• **Goal**
Copy each of the rows below word for word, leaving the pictures out of your answer.

-- Start of Provided records --

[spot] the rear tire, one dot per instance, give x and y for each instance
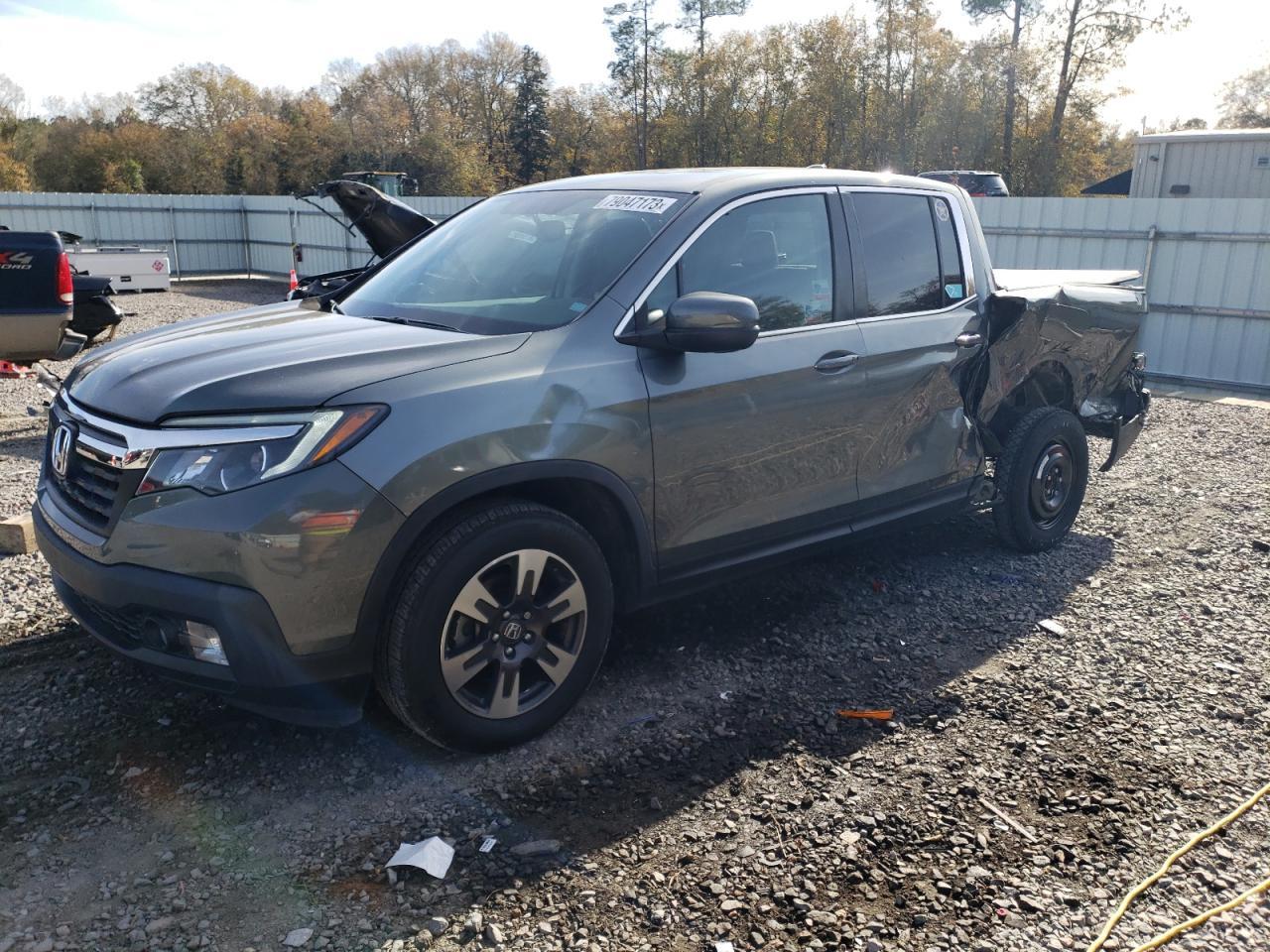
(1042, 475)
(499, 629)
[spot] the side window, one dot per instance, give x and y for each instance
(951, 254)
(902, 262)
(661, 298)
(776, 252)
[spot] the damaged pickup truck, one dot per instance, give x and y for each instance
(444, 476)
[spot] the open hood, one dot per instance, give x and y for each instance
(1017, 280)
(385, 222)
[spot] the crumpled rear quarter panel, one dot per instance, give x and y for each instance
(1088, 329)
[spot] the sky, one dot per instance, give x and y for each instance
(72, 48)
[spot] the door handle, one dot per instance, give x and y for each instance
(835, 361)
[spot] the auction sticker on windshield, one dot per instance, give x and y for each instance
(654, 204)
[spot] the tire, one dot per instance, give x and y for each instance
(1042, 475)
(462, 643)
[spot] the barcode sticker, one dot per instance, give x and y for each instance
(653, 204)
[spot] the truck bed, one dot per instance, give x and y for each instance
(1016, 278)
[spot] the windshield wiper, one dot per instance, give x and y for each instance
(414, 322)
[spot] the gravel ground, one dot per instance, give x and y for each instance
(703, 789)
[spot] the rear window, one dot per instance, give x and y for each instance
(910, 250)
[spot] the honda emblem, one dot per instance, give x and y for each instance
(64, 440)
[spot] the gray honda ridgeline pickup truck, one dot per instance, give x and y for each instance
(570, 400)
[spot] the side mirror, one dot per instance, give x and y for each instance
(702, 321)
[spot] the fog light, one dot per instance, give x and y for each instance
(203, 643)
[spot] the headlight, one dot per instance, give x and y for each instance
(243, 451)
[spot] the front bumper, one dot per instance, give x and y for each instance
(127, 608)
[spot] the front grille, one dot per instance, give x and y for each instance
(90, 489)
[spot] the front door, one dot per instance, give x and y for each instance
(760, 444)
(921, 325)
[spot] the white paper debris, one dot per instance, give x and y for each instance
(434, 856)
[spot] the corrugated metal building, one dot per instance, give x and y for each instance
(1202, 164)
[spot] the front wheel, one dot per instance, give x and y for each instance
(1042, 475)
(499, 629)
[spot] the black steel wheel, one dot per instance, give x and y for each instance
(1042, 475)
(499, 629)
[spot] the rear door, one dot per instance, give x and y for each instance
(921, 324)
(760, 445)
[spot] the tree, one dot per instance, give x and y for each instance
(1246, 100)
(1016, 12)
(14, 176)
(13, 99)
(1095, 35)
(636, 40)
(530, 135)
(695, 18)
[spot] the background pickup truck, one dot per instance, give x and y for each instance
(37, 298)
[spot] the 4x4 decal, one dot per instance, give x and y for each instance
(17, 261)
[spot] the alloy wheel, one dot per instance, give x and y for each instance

-- End of Provided records --

• **Response for this exercise**
[spot] the rear tire, one dot per instance, give x and y for each instance
(1042, 475)
(499, 629)
[spot] the side window, one dot per instance, give x and y for each instance
(951, 254)
(902, 262)
(661, 298)
(776, 252)
[spot] the damaged pickup truck, one dot per instance, give x and y for each instance
(444, 476)
[spot] the open hood, one dot per instance, give x and y for each instance
(1017, 280)
(385, 222)
[spot] the crumpled rear quarter panel, one dot per instance, give x and y for each instance
(1088, 329)
[spot] the sky, one dot per instance, give x and y for each instance
(72, 48)
[spot] the door handle, one dot per instance, give x and y for each instance
(835, 361)
[spot] the auction sticker on windshield, one dot per instance, give x and y for each instance
(654, 204)
[spot] the tire, one dot per instance, give x and y for each instance
(1042, 475)
(462, 643)
[spot] the barcode sticker, one dot per instance, give x and y for each instance
(653, 204)
[spot] the truck bed, one dot per instance, give x and y for each instance
(1016, 278)
[spot] the windshield wiper, one dot per instance, give x and y for each instance
(414, 322)
[spot] the gravel ground, one dot per instance, give x and y for each instance
(703, 789)
[spot] the rear window, one dot per instance, give x and y for each instance
(910, 250)
[spot] the honda emblem, one dot per instance, give x and y for each instance
(64, 440)
[spot] the gray honda ridgeline pickup truck, one dot per instance, give x and y for each instance
(570, 400)
[spot] the side mirror, one dot per instance, give x and y for each instance
(702, 321)
[spot] the fog light, one dot per instance, give x and y for each instance
(203, 643)
[spot] the headlight, one dot per instance, give x and y for each instance
(243, 451)
[spot] the front bumper, one dot per instance, give x and y for each instance
(127, 608)
[spot] the front grille, one dot per instance, give x and y for each instance
(90, 489)
[spot] the front door, one dot per instance, give x and y for each instance
(760, 444)
(921, 325)
[spot] the white paper debris, one dot per instance, give x and y for each instance
(434, 856)
[spot] the corrugated metal building, one dot per instance, give x and y for each instance
(1202, 164)
[spot] the front wheel, one dot per instance, give x and y for each instance
(1042, 475)
(499, 629)
[spot] the black steel wheel, one dot per instance, give x and y for each instance
(1042, 475)
(499, 629)
[spot] the rear door, one dot per instance, give x and y for each instance
(921, 324)
(760, 445)
[spot] the tree, one dot per instance, give x and y for each instance
(1246, 100)
(1016, 12)
(14, 176)
(13, 99)
(1095, 35)
(636, 40)
(530, 135)
(695, 18)
[spot] the background pickup truck, one dot per instance, give x and y for each instance
(37, 298)
[spot] the 4x4 decal, one dot per instance, give x and y for each instance
(17, 261)
[spot] the alloy wheel, one dot per instance, give x and y for each instance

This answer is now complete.